** begin AVAILABLE RECORDS **
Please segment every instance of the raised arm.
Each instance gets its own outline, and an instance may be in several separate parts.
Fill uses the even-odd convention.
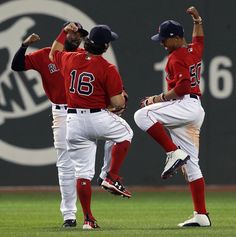
[[[192,37],[204,36],[202,18],[200,17],[197,9],[192,6],[187,9],[187,13],[193,18],[193,34]]]
[[[61,33],[58,35],[57,39],[52,44],[51,51],[49,54],[49,58],[51,61],[53,61],[53,56],[54,56],[55,51],[61,52],[64,50],[64,42],[65,42],[67,33],[69,31],[76,32],[77,30],[78,30],[78,26],[76,26],[74,22],[69,23],[63,28]]]
[[[25,71],[25,53],[29,45],[40,40],[37,34],[31,34],[22,43],[21,47],[17,50],[11,63],[11,69],[14,71]]]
** end AVAILABLE RECORDS **
▶ _AIM OF THE TASK_
Rewrite all the lines above in full, multiplying each polygon coordinate by 1.35 and rounding it to a whole number, with halves rounded up. Leave the pictures out of your answer.

▶ _ANSWER TO THE PROBLEM_
Please segment every instance of the raised arm.
Each instance gets its own outline, and an instance may be in several separate parts.
Fill uses the even-odd convention.
[[[259,50],[275,49],[273,24],[270,23],[266,12],[259,8],[252,12],[252,18],[261,24],[261,46]]]
[[[82,45],[78,47],[77,53],[70,59],[69,69],[66,73],[66,78],[69,82],[72,82],[72,76],[73,76],[74,69],[82,70],[86,68],[86,57],[88,57],[90,45],[93,42],[103,43],[104,41],[105,41],[105,35],[103,35],[100,30],[93,31],[85,38]]]
[[[34,96],[34,72],[39,61],[54,54],[50,46],[42,46],[30,58],[28,63],[23,68],[15,85],[15,93],[19,96]]]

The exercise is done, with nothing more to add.